CONSIGNE 1:
Renvoie mot pour mot le passage du texte sur « Venus noire » qui commence à « Dès la première » et se termine à « d’un visage fermé. ».

EXTRAIT DU DOCUMENT:

Revenir sur
« Venus noire », c’est revenir sur un double malentendu : celui
d’un film faussement consensuel par son sujet, et faussement irritant par son
traitement formel. Dans les deux cas, la
réception du film s’est faite finalement
contre lui, trop tôt et mal rangé, vite vu et vite classé. Œuvre humaniste ou,
au contraire, point de vue complaisant et déplaisant sur l’humanité,
« Venus noire » vaut pourtant bien mieux que cela, tant il
cristallise déjà la vision du monde complexe et paradoxale d’un grand cinéaste
du regard.
Dès la première
séquence de son film, A. Kechiche en expose ouvertement les intentions alors
que se découvre le corps reproduit de sa Venus noire. Dans un même mouvement,
sa mise en scène détaille les fesses callipyges tant fantasmées avant de
remonter rapidement vers le visage mutique, têtu et tenace de celle dont il
n’épargnera rien du martyr. Dès lors, à chaque plongée sur l’objet du regard
désirant, la camera ira chercher en contrepoint le regard d’un visage fermé.

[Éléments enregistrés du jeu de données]

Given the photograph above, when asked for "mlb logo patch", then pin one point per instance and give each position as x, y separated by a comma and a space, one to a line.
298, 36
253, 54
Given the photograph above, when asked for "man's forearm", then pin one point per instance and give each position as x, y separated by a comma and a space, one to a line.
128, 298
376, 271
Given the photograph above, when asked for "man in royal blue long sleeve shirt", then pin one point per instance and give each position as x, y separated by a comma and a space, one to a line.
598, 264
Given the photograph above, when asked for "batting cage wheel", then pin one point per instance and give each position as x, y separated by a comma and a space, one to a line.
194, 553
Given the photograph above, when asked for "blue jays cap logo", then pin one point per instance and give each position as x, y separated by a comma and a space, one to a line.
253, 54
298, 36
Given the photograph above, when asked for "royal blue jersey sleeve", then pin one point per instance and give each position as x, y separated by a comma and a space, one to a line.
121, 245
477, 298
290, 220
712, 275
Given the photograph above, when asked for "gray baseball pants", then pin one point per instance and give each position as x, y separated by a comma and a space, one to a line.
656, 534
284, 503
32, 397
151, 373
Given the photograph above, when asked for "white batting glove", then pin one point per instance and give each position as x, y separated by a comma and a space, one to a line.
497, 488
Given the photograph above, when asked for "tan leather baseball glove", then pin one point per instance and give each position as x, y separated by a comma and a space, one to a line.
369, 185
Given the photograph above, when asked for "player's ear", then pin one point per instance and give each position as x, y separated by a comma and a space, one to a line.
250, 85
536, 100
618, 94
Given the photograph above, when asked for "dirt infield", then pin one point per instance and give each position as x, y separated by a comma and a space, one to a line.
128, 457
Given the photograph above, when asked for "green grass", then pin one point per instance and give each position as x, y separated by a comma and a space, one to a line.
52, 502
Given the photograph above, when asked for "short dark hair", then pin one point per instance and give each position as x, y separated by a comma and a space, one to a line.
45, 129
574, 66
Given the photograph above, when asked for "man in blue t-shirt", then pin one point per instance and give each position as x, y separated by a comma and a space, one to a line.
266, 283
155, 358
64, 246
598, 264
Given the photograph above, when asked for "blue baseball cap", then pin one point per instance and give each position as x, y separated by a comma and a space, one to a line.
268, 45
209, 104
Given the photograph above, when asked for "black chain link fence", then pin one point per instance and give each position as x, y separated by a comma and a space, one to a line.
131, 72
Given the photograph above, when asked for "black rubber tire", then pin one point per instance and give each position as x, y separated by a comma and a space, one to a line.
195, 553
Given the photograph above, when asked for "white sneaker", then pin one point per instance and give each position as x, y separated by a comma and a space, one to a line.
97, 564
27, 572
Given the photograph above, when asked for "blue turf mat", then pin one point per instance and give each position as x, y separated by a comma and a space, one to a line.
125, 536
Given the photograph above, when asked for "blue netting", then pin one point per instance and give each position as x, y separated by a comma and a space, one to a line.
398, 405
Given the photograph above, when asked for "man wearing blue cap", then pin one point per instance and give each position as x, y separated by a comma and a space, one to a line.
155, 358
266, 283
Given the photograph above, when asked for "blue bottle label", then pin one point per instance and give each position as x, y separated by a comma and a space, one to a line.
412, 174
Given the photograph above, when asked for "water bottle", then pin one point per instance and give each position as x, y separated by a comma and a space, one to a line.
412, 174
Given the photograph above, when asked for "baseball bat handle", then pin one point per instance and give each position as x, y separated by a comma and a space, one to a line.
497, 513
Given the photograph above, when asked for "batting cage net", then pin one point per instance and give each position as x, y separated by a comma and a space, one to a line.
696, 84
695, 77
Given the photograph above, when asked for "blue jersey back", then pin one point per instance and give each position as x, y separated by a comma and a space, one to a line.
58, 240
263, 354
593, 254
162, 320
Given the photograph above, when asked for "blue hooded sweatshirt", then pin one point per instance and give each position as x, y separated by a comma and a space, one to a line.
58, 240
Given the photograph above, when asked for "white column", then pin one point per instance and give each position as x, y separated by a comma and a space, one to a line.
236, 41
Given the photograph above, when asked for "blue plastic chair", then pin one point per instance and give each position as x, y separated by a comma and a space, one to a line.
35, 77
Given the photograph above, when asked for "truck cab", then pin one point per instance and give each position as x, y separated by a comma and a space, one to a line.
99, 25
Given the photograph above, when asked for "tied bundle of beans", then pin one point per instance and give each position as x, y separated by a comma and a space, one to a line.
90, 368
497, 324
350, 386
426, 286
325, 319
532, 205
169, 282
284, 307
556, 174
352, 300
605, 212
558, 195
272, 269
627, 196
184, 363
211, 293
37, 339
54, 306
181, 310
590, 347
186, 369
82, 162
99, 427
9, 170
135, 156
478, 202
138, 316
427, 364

CONSIGNE 2:
Repère dans la liste chaque ligne où figure la chaîne « glove », en respectant la casse, et recopie ces lignes.

RÉPONSE 1:
Dès la première
séquence de son film, A. Kechiche en expose ouvertement les intentions alors
que se découvre le corps reproduit de sa Venus noire. Dans un même mouvement,
sa mise en scène détaille les fesses callipyges tant fantasmées avant de
remonter rapidement vers le visage mutique, têtu et tenace de celle dont il
n’épargnera rien du martyr. Dès lors, à chaque plongée sur l’objet du regard
désirant, la camera ira chercher en contrepoint le regard d’un visage fermé.

RÉPONSE 2:
Given the photograph above, when asked for "white batting glove", then pin one point per instance and give each position as x, y separated by a comma and a space, one to a line.
Given the photograph above, when asked for "tan leather baseball glove", then pin one point per instance and give each position as x, y separated by a comma and a space, one to a line.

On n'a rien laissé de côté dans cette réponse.